-- START Information shown --
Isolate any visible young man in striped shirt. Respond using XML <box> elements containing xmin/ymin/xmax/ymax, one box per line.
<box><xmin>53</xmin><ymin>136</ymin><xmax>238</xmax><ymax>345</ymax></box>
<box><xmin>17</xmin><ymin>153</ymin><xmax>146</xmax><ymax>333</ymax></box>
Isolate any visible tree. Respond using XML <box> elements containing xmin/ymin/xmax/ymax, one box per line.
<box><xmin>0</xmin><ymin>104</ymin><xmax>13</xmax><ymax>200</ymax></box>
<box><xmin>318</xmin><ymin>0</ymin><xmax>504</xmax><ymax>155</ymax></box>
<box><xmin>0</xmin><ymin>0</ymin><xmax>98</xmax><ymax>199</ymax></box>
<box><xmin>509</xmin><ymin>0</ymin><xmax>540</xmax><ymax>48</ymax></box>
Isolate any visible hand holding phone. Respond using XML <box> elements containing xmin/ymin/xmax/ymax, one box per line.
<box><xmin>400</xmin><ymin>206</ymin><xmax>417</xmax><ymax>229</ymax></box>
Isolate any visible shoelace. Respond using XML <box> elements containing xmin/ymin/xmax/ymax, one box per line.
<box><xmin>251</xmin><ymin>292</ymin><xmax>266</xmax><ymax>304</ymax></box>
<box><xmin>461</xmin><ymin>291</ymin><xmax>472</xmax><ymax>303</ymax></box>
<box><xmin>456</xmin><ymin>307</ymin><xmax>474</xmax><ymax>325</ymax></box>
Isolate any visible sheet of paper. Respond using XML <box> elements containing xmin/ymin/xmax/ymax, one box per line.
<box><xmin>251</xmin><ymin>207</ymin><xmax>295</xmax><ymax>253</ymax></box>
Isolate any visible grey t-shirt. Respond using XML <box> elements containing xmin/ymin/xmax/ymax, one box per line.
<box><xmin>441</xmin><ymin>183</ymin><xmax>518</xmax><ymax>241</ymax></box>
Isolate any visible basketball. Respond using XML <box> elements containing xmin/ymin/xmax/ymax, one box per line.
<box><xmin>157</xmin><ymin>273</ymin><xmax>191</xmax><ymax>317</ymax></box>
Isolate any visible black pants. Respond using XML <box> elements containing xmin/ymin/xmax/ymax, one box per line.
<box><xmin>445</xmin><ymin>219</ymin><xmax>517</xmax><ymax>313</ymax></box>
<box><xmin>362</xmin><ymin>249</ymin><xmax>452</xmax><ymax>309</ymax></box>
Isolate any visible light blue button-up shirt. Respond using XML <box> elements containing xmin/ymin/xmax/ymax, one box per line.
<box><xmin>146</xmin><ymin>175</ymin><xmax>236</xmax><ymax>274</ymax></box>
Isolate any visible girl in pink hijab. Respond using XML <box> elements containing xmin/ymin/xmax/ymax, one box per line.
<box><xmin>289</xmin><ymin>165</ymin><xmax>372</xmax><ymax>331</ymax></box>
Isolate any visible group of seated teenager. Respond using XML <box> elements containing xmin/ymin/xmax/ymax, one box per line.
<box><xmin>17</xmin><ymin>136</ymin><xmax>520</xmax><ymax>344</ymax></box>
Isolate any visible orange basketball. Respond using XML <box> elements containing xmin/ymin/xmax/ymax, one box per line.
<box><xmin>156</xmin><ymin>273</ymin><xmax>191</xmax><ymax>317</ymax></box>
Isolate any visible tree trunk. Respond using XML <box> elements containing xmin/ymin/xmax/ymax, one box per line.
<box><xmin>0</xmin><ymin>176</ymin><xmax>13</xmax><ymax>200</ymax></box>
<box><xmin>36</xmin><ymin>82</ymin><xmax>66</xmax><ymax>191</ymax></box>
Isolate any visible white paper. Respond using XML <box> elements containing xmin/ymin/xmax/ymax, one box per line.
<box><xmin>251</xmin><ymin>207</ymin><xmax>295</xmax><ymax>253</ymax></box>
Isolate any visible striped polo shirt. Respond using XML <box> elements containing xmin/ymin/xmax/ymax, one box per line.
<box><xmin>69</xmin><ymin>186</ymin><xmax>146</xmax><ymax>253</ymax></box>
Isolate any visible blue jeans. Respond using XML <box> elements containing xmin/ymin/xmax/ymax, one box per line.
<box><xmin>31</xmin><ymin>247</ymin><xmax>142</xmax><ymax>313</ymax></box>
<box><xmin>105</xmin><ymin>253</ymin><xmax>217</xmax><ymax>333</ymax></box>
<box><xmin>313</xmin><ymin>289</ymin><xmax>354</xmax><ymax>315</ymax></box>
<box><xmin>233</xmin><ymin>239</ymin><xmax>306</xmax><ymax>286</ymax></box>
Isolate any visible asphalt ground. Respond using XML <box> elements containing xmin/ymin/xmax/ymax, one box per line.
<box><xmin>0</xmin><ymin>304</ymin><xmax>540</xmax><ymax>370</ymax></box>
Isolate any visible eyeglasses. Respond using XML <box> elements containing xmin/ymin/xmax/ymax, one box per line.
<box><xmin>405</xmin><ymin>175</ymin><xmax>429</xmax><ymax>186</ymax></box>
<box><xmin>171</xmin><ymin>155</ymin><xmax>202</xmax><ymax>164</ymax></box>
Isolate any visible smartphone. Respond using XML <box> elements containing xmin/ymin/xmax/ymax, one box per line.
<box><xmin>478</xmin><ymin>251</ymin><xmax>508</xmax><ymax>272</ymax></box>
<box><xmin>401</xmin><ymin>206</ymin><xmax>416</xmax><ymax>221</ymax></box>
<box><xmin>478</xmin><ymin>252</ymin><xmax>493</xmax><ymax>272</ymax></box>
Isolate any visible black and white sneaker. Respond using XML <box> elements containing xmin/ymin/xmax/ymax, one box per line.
-- END Information shown --
What the exercise asks: Pick out every line in the rows above that contains the word "white" and copy each of those lines.

Task answer:
Isolate any visible white paper. Respond using XML <box> elements containing xmin/ymin/xmax/ymax, one box per line.
Isolate any visible black and white sneaker. Respond using XML <box> elements containing xmin/ymin/xmax/ymax, one box per line.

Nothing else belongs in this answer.